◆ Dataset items
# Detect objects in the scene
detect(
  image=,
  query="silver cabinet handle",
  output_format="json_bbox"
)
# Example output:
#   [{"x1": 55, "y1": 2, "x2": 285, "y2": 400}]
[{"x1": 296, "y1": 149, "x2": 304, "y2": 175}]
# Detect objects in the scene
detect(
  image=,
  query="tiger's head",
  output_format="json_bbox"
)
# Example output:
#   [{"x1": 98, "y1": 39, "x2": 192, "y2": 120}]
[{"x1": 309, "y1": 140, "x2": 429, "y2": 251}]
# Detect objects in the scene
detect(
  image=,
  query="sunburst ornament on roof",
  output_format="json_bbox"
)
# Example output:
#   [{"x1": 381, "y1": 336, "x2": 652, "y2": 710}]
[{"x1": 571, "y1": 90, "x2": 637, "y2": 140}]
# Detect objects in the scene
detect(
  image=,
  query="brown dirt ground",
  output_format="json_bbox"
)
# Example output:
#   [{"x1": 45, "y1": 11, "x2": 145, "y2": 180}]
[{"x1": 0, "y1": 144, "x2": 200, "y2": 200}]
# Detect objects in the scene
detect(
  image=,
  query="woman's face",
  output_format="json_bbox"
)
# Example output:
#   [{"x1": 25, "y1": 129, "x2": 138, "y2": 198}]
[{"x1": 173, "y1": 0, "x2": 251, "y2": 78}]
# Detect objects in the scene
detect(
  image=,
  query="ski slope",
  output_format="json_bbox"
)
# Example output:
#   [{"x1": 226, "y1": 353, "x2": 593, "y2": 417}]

◆ WHAT NEEDS TO BE DONE
Reproduce the records above, switching every instance of "Detect objects in the scene" to "Locate objects in the scene" and leaving all other text unchanged.

◆ SOLUTION
# Locate objects in the scene
detect(
  image=,
  query="silver cabinet handle",
  output_format="json_bbox"
)
# Example output:
#   [{"x1": 55, "y1": 2, "x2": 285, "y2": 400}]
[{"x1": 296, "y1": 149, "x2": 304, "y2": 175}]
# Locate objects in the scene
detect(
  image=,
  query="tiger's head",
  output_format="json_bbox"
)
# Example output:
#   [{"x1": 98, "y1": 39, "x2": 192, "y2": 120}]
[{"x1": 309, "y1": 140, "x2": 429, "y2": 251}]
# Locate objects in the scene
detect(
  image=,
  query="sunburst ornament on roof",
  output_format="json_bbox"
)
# Example output:
#   [{"x1": 381, "y1": 336, "x2": 652, "y2": 710}]
[{"x1": 571, "y1": 90, "x2": 637, "y2": 140}]
# Locate objects in the scene
detect(
  image=,
  query="brown dirt ground",
  output_format="json_bbox"
)
# Example output:
#   [{"x1": 45, "y1": 11, "x2": 145, "y2": 180}]
[{"x1": 0, "y1": 144, "x2": 200, "y2": 200}]
# Locate objects in the scene
detect(
  image=,
  query="woman's face",
  output_format="json_bbox"
)
# Example output:
#   [{"x1": 25, "y1": 129, "x2": 138, "y2": 198}]
[{"x1": 173, "y1": 0, "x2": 251, "y2": 78}]
# Locate objects in the scene
detect(
  image=,
  query="ski slope",
  output_format="json_bbox"
)
# Example output:
#   [{"x1": 226, "y1": 353, "x2": 593, "y2": 417}]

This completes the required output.